Dur, dur, d’être parent ! Alors que la société dans son ensemble se montre toujours plus sensible à la condition de l’enfant, le rôle attendu des parents s’avère effectivement difficile à assumer. Il faut dire que face à la profusion médiatique d’avis d’experts sur le développement de l’enfant, les parents ne manquent pas de matière à s’interroger sur la manière d’assurer au mieux leur mission éducative. Comme s’il fallait maîtriser quantité de compétences pour élever son enfant, comme si c’était un vrai métier d’être parent. Un métier qui n’a rien d’évident tant il est exigeant, parfois angoissant, souvent éprouvant.
Dans ces conditions, on comprend pourquoi le soutien à la parentalité rencontre un tel succès. En l’espace d’une vingtaine d’années, c’est devenu un support d’action publique à part entière, considérant que le bien-être des enfants, les politiques éducatives et la prévention de divers problèmes sociaux (échec scolaire, comportements à risque, délinquance juvénile) reposent sur l’implication active des parents. Dans les milieux professionnels, cette approche renouvelée de l’intervention sociale en faveur des familles suscite un véritable engouement, dans l’idée qu’« il faut faire confiance aux parents », « les rendre acteurs de l’éducation de leurs enfants », valoriser leur potentiel pour les conforter dans leur rôle. De leur côté, les pouvoirs publics manifestent un intérêt croissant pour ces projets de soutien à la parentalité qui sont apparus en marge des cadres institutionnels mais qui, de plus en plus, s’intègrent aux politiques axées sur l’enfance et la jeunesse.
« Leur dire qu’ils sont capables »
En pratique, le soutien à la parentalité mobilise une pluralité de structures (associations, services sociaux, centres d’animation, écoles, etc.), de financeurs (État, collectivités locales, fondations privées, etc.) et d’intervenants (psychologues, éducateurs, juristes, médiateurs familiaux, conseillers scolaires, etc.) (1). Les actions proposées sont elles aussi diverses. Elles peuvent s’adresser aux parents en général ou cibler des publics plus spécifiques (mères isolées, pères séparés, parents migrants, parents d’enfants handicapés, etc.). Elles se déclinent tantôt sur le mode de l’accompagnement individuel, tantôt sur le mode de la participation à des activités collectives. À Paris par exemple, L’École des parents et des éducateurs (EPE) propose un service de téléphonie à destination des familles, une maison ouverte accueillant les parents et leurs enfants jusqu’à l’âge de 4 ans, et un « café » où se tiennent des débats, des conférences, des permanences psychologiques et juridiques, des groupes de parole et des ateliers.

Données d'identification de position
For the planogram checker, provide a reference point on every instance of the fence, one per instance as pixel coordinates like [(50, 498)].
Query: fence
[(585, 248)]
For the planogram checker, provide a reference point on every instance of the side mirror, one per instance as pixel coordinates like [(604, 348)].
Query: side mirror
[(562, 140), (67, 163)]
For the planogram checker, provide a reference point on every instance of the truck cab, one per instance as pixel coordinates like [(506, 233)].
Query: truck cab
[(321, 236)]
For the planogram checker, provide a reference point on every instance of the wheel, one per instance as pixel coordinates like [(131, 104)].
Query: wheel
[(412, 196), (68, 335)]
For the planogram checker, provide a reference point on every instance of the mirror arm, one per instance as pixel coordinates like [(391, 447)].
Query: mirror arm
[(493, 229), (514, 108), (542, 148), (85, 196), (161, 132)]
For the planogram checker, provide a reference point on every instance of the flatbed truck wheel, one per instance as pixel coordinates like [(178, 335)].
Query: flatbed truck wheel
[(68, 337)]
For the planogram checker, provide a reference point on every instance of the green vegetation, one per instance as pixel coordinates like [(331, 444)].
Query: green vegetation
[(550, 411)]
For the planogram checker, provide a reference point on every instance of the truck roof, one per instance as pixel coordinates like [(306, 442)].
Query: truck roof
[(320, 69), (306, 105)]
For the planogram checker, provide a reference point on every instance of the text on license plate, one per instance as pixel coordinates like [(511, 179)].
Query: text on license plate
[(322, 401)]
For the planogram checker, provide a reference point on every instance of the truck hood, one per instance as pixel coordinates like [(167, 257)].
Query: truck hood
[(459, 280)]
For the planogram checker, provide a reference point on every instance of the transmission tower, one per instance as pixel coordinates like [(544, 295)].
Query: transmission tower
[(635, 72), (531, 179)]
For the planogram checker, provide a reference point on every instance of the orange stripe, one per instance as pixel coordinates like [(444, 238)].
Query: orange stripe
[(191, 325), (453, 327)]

▶ Actions requises:
1. D'après le texte sur le soutien à la parentalité, en combien de temps celui-ci est-il devenu un support d'action publique à part entière ?
2. Restituez à l'identique, dans le texte sur le soutien à la parentalité, le passage allant de « Dur, dur, d’être » jusqu'à « angoissant, souvent éprouvant. ».

▶ Résultats par consigne:
1. En l'espace d'une vingtaine d'années.

2.
Dur, dur, d’être parent ! Alors que la société dans son ensemble se montre toujours plus sensible à la condition de l’enfant, le rôle attendu des parents s’avère effectivement difficile à assumer. Il faut dire que face à la profusion médiatique d’avis d’experts sur le développement de l’enfant, les parents ne manquent pas de matière à s’interroger sur la manière d’assurer au mieux leur mission éducative. Comme s’il fallait maîtriser quantité de compétences pour élever son enfant, comme si c’était un vrai métier d’être parent. Un métier qui n’a rien d’évident tant il est exigeant, parfois angoissant, souvent éprouvant.